Start
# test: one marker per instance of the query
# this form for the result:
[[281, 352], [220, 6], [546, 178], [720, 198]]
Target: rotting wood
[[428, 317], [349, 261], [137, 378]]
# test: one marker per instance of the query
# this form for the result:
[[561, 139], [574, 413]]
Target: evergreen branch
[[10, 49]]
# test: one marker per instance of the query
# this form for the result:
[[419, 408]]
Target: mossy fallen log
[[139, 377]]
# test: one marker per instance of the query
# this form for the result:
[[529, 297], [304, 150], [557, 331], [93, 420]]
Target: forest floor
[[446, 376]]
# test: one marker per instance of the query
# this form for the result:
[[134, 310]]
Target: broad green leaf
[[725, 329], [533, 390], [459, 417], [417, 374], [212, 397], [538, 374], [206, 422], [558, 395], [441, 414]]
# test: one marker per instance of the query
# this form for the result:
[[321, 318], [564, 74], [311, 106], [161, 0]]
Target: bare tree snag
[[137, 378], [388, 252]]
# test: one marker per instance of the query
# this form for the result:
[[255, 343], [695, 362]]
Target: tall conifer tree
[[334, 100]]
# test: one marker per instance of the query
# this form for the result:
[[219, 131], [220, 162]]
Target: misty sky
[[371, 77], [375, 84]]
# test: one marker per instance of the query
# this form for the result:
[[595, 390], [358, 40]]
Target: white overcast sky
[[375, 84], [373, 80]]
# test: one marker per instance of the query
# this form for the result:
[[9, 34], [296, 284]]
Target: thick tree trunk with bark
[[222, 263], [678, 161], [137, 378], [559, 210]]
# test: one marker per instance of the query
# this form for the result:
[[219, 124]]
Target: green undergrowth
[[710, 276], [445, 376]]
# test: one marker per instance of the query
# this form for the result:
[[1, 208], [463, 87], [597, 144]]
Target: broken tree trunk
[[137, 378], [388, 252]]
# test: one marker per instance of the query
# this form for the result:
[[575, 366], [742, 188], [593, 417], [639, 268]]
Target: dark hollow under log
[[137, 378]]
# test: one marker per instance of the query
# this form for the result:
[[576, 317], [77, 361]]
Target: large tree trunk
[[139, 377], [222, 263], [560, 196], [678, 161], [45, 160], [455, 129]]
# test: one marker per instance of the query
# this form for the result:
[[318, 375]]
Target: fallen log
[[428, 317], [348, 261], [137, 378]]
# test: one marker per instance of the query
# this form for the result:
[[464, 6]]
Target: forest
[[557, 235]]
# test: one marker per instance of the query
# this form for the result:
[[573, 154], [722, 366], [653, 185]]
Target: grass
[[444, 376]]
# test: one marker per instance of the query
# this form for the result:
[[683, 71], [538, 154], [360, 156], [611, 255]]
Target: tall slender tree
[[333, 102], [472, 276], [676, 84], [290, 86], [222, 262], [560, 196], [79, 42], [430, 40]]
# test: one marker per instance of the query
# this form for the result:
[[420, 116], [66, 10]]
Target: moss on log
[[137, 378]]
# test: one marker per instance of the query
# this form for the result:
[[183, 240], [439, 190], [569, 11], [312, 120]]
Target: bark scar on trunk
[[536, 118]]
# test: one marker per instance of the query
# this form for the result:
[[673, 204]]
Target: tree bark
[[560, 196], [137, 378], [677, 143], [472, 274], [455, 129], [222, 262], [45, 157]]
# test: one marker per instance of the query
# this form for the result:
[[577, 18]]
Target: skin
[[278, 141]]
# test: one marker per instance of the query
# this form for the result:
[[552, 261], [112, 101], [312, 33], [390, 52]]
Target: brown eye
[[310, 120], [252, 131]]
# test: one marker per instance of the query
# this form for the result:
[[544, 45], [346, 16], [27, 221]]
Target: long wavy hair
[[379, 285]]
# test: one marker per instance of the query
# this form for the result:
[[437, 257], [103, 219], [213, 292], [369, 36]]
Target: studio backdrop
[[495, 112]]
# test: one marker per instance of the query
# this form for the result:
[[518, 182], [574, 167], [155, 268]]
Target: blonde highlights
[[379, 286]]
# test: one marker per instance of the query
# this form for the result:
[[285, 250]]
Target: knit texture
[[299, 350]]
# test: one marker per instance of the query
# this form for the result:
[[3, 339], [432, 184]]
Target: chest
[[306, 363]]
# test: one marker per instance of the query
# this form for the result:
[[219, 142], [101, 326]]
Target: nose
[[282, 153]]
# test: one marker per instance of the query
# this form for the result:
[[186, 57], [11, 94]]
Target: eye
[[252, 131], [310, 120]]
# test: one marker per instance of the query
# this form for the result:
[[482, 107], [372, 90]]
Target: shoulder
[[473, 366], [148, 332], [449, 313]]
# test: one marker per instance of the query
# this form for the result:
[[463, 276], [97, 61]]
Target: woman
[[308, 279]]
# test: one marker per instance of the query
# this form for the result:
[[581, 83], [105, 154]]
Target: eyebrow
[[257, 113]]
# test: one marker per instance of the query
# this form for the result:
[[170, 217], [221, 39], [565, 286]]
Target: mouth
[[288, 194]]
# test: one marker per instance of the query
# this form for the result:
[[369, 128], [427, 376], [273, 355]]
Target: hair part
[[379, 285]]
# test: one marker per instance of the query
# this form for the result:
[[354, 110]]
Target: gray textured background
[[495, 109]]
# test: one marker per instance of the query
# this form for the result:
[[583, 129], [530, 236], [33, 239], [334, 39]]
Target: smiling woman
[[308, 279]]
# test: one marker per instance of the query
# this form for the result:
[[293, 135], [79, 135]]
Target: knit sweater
End
▶ **Do this**
From the start of the records through the line containing "395], [441, 414]]", swap each "Target" for "Label" and leave everything else unchanged.

▶ **The reply**
# test: one marker per instance of the query
# this form for the result:
[[281, 352], [220, 6], [546, 178], [720, 198]]
Label: rotting wood
[[428, 317], [349, 261], [137, 378]]
# test: one marker per instance of the query
# this form for the result:
[[561, 139], [574, 413]]
Label: evergreen branch
[[10, 49]]
# test: one marker per instance of the query
# this form for the result:
[[419, 408]]
Label: mossy fallen log
[[139, 377]]
# test: one marker per instance of the query
# this form for the result:
[[529, 297], [304, 150], [557, 331], [93, 420]]
Label: forest floor
[[446, 376]]
# test: one marker per instance of the query
# this form for the result:
[[134, 310]]
Label: broad green leaf
[[725, 329], [533, 390], [459, 417], [417, 374], [212, 397], [538, 374], [206, 422], [558, 395], [441, 414]]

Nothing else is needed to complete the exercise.